■ Task goal
Set down the material word for word, starting with its first line and ending with the line that contains "M198 64L201 67L206", including both.

[Data extracted from a collection]
^^^^^^^^^^^^^^^^
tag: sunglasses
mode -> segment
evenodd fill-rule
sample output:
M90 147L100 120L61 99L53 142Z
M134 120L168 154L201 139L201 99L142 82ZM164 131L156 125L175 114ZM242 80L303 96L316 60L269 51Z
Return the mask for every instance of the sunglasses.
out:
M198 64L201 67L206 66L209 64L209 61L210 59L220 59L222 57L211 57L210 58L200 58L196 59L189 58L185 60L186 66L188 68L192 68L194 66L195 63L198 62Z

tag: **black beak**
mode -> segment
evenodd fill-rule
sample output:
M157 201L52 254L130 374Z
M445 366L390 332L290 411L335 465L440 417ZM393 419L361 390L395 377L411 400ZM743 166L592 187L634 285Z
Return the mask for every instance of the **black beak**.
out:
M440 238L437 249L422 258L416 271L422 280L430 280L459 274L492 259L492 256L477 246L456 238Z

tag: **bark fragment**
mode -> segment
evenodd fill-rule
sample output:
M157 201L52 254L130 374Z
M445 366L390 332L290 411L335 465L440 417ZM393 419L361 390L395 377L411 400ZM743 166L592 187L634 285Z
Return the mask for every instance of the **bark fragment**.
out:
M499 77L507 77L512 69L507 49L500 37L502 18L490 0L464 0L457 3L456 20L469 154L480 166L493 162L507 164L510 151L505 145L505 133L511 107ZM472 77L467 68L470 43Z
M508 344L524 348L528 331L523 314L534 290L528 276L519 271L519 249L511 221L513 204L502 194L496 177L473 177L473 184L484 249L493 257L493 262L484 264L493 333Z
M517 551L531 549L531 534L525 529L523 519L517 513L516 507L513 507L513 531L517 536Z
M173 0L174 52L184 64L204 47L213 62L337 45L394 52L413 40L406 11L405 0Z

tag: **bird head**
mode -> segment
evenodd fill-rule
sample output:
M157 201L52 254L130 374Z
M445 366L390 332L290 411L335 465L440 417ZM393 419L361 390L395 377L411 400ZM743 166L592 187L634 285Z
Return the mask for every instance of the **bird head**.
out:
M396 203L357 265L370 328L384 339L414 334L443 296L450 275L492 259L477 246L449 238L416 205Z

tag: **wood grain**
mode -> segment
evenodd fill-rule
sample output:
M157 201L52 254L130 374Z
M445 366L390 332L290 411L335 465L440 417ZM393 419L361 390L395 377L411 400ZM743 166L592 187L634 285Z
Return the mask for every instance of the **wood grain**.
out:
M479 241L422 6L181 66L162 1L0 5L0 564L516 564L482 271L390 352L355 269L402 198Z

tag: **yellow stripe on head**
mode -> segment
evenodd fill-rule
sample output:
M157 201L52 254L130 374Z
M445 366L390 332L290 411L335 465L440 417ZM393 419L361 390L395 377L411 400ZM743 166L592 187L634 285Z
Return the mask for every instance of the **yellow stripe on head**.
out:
^^^^^^^^^^^^^^^^
■ The response
tag: sunglasses
mode -> segment
evenodd fill-rule
sample output:
M90 147L100 120L61 99L53 142Z
M134 120L168 154L201 139L201 99L142 82ZM164 131L156 125L175 114ZM242 80L303 96L316 60L269 51Z
Return the mask for every instance of the sunglasses.
out:
M198 64L201 67L206 66L209 64L209 61L210 59L220 59L222 57L211 57L210 58L200 58L196 59L189 58L185 60L186 66L188 68L192 68L194 66L195 63L198 62Z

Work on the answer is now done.